**WHAT IS BEING ASKED:**
Please list every item that the blog post below rates on its 1-11 scale, along with the rating each one gets.

**SELECTED EXTRACT:**
:::
Saturday was the laziest ever, we watched "Howl's Moving Castle" right when we woke up. Very decadent. AH! I forgot. I'm implementing a ratings system based on a French blogger who recently made the news. I'm copying in other words, but I'm using a different scale. He used a scale of 1-20. Dunno why. I'm using a scale of 1-11. Which you should understand. Things that are rated 11 are simply that much better than those rated 10. My fish cartoon for instance is rated 3. The reworked fish cartoon is rated 2. Points taken off in both cases for incomprehensibility. Howl's Moving Castle (one of the Oscar contenders for best animated) is rated 9 which I consider a very good rating. Very dreamlike, excellent scenery. The actual animation of faces and body movement was very Anime though, choppy to say the least. But surrounding effects moved fluidly and beautifully. Impressive. the movie that it beat out was Wallace and Grommit, Curse of the Were-Rabbit which I rate as 7. That's right, even though I like the two characters emmensely I think the story-telling was sub-par and much of cleverness of the short movies they've made has been lost. After Howl, we got even lazier and watched Love Actually which Magda bought me for our anniversary. We've seen it before and both feel it is a excellent romantic comedy. I am a sucker for that stuff, a secret we will keep just between the four of us shall we? I rate it a 9 also.
:::
**DATA SHOWN:**
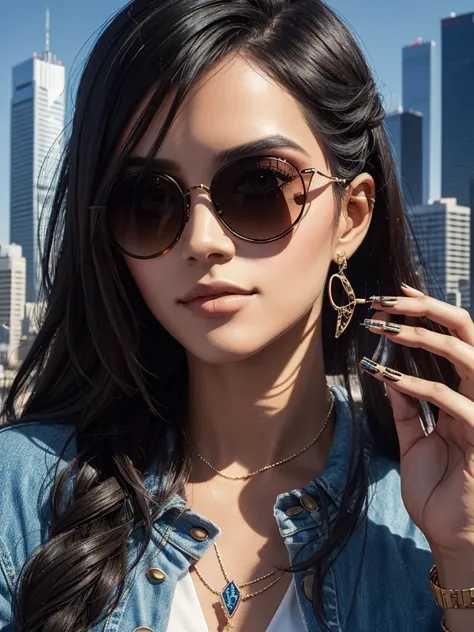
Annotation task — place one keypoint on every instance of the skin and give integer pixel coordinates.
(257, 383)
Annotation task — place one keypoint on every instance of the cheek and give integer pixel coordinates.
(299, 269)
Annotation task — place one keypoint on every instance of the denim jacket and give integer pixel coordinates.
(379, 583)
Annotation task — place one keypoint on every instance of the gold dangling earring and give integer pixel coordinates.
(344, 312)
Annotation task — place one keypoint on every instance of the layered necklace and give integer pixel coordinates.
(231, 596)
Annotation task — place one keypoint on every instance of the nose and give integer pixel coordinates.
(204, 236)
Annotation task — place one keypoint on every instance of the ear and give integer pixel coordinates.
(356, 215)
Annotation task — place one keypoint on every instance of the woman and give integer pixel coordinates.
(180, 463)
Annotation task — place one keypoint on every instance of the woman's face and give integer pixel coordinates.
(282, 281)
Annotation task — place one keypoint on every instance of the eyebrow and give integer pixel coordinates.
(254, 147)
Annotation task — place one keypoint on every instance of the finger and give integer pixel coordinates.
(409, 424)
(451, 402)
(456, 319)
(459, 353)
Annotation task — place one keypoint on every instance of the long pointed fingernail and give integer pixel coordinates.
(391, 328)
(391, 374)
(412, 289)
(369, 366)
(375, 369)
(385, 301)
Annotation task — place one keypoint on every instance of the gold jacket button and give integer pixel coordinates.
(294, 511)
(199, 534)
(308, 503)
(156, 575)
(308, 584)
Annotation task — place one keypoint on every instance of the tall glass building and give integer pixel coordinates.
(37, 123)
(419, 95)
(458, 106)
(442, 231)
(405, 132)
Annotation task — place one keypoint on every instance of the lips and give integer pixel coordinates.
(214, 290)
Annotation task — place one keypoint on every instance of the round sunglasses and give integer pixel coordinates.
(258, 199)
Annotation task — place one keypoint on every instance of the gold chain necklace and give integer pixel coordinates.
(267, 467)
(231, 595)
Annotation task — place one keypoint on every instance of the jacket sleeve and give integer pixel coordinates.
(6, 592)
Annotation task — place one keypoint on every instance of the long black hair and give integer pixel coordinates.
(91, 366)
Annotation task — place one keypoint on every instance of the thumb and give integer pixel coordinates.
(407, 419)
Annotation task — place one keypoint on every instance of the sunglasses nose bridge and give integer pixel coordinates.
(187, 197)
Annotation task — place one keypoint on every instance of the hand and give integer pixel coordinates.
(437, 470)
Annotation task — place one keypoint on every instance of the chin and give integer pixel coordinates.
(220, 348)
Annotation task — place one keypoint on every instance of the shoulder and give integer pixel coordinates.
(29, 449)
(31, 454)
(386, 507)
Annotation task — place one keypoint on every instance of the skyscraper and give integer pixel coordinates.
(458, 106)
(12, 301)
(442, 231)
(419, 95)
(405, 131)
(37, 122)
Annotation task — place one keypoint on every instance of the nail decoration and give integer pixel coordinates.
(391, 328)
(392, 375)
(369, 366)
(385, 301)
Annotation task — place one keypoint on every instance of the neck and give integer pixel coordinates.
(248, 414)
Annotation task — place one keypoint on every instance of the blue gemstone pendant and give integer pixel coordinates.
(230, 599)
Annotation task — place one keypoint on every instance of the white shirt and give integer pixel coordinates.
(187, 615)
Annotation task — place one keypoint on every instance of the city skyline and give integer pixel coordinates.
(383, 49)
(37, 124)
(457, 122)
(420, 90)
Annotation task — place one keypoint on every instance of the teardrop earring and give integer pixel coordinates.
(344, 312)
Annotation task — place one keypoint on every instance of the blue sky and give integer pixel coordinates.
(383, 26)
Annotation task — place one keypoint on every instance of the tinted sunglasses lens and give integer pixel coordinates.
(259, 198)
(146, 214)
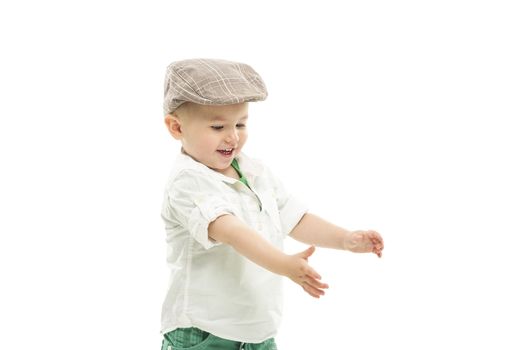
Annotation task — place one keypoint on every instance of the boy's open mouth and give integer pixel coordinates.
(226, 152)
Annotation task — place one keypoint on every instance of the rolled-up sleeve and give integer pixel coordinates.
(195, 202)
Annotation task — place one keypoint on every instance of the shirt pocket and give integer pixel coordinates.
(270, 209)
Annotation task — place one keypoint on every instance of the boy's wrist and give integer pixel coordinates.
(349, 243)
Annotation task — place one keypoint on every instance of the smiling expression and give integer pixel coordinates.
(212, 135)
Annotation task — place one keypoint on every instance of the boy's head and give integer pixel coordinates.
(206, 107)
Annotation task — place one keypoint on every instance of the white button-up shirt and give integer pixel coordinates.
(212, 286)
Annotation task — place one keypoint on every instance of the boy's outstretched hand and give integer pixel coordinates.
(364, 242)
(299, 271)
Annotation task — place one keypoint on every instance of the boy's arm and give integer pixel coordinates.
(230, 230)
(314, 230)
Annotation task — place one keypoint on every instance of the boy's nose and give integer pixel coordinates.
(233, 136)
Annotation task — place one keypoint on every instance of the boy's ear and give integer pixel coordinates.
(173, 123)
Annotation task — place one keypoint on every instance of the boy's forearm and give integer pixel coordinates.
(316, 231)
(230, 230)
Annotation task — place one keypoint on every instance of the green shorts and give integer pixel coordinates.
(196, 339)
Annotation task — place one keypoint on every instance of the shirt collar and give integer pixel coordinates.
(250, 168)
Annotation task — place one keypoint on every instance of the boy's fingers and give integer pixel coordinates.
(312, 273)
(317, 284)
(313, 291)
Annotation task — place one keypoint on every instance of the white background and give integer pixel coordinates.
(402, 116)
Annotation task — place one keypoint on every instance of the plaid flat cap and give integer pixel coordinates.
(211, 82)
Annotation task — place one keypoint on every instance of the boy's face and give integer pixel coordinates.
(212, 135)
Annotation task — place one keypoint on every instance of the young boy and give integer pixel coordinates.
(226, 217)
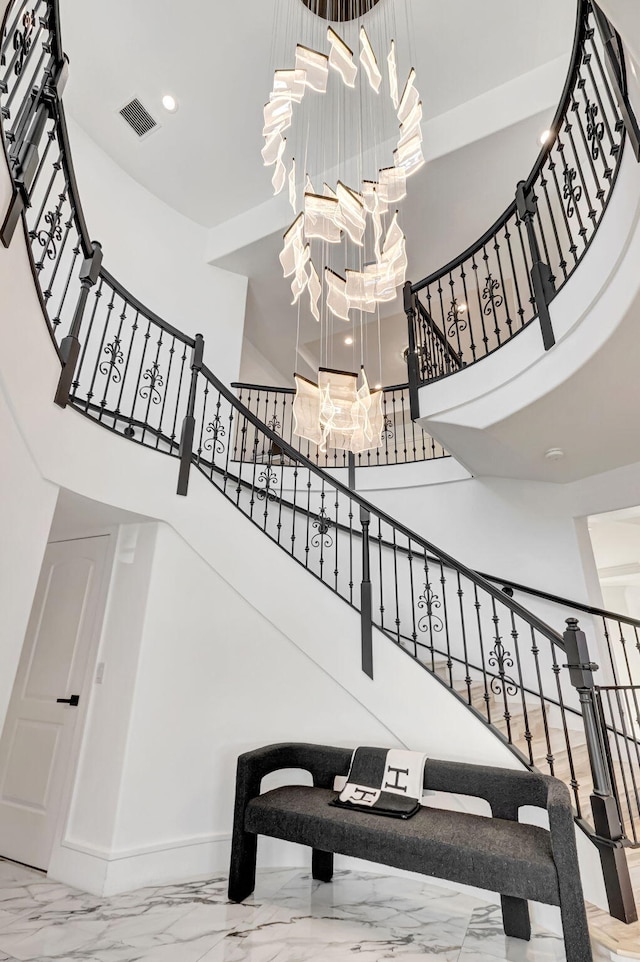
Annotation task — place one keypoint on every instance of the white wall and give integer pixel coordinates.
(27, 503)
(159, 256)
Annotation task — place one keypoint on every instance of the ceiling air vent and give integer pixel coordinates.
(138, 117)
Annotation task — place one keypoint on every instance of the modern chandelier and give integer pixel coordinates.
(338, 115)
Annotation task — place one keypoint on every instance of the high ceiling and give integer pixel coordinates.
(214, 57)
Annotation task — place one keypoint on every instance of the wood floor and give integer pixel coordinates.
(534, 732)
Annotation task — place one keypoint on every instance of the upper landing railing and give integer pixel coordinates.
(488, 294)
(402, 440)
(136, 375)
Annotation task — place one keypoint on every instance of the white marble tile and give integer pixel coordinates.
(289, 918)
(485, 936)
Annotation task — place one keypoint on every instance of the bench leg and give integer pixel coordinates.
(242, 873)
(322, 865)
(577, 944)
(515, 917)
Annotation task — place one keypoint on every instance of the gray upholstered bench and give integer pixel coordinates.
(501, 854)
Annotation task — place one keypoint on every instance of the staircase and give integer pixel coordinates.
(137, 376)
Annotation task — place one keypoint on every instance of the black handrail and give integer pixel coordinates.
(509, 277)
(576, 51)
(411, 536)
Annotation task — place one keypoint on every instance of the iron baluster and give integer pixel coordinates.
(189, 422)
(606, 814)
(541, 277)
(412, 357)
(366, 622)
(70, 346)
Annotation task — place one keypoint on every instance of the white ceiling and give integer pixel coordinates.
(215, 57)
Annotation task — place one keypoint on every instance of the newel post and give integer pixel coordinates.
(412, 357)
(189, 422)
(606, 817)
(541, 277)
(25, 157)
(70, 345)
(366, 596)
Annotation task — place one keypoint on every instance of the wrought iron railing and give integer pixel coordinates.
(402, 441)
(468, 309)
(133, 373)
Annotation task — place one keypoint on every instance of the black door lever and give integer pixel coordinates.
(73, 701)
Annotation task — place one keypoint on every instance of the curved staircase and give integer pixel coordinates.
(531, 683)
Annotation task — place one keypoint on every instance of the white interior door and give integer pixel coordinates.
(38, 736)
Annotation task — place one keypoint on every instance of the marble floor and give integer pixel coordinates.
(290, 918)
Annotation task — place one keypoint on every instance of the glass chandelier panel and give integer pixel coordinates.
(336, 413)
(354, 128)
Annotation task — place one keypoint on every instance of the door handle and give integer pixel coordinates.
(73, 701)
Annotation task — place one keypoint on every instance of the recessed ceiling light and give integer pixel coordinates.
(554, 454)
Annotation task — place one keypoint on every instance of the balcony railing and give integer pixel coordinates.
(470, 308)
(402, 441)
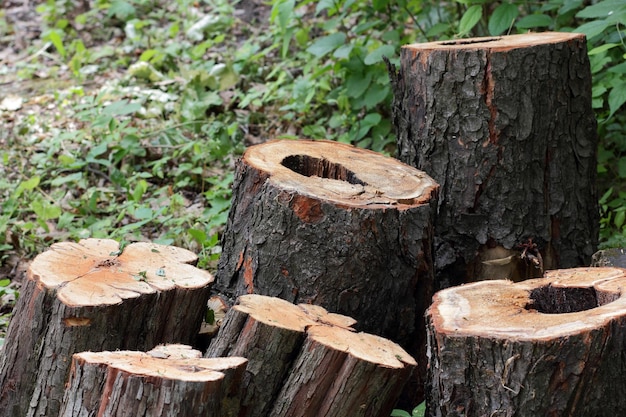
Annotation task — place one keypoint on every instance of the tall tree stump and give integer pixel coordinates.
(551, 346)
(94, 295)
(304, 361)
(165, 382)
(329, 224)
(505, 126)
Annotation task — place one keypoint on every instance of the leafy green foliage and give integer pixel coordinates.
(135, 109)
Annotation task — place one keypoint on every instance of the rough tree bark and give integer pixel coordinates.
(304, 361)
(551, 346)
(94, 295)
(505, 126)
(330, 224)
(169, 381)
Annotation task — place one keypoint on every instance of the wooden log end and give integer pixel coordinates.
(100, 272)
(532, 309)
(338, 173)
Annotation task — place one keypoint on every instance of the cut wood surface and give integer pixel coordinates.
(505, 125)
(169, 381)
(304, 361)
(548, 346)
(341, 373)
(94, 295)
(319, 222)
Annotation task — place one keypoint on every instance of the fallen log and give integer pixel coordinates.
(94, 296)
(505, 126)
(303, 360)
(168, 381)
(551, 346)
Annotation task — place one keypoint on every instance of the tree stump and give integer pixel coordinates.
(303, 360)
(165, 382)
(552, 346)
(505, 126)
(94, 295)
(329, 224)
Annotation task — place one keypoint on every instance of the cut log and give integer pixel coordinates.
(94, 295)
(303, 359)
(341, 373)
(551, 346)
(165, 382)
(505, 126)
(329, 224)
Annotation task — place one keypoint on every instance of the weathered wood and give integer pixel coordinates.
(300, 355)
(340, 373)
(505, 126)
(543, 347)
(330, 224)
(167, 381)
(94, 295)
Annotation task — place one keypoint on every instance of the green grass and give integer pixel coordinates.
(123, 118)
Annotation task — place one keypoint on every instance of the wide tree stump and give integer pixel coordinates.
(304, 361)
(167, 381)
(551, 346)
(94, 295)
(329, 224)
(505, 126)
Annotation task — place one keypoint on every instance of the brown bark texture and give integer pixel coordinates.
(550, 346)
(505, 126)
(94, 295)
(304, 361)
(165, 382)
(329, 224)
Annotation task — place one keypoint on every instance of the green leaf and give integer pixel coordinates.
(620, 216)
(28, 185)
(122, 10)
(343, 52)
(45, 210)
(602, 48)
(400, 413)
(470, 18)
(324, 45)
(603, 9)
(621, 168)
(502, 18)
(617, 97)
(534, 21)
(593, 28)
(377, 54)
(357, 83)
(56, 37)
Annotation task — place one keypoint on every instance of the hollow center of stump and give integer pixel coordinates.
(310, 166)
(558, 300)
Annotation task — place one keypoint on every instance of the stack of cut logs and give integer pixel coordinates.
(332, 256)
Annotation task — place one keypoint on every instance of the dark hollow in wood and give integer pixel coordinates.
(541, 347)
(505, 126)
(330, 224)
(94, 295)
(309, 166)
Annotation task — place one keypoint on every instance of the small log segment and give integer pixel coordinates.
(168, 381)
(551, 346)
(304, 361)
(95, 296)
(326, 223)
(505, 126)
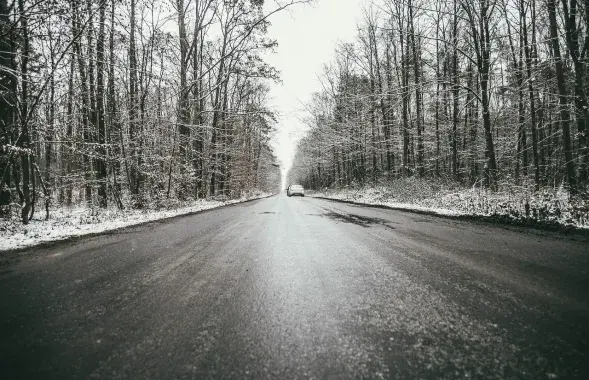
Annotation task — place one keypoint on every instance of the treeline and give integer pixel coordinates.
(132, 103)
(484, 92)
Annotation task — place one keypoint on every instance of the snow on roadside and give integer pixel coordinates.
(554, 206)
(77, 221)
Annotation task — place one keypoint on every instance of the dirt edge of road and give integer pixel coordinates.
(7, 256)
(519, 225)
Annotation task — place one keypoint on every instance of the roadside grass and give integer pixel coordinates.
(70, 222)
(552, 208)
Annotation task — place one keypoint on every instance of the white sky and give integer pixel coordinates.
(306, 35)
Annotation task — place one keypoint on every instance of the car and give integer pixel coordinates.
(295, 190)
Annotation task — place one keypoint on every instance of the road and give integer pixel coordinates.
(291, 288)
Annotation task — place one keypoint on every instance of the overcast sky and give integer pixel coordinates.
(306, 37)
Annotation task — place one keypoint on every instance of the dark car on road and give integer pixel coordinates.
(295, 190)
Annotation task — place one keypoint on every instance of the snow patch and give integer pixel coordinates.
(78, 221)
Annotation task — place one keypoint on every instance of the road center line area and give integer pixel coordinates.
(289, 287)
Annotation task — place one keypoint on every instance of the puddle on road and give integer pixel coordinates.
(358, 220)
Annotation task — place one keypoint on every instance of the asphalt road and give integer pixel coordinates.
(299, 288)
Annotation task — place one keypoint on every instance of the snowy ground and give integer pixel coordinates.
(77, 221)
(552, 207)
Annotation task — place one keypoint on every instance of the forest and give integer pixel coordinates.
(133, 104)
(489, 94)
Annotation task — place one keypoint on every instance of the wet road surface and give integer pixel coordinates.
:::
**WRITTEN REPLY:**
- The fish cartoon: 3
- The reworked fish cartoon: 2
- Howl's Moving Castle: 9
- Wallace and Grommit, Curse of the Were-Rabbit: 7
- Love Actually: 9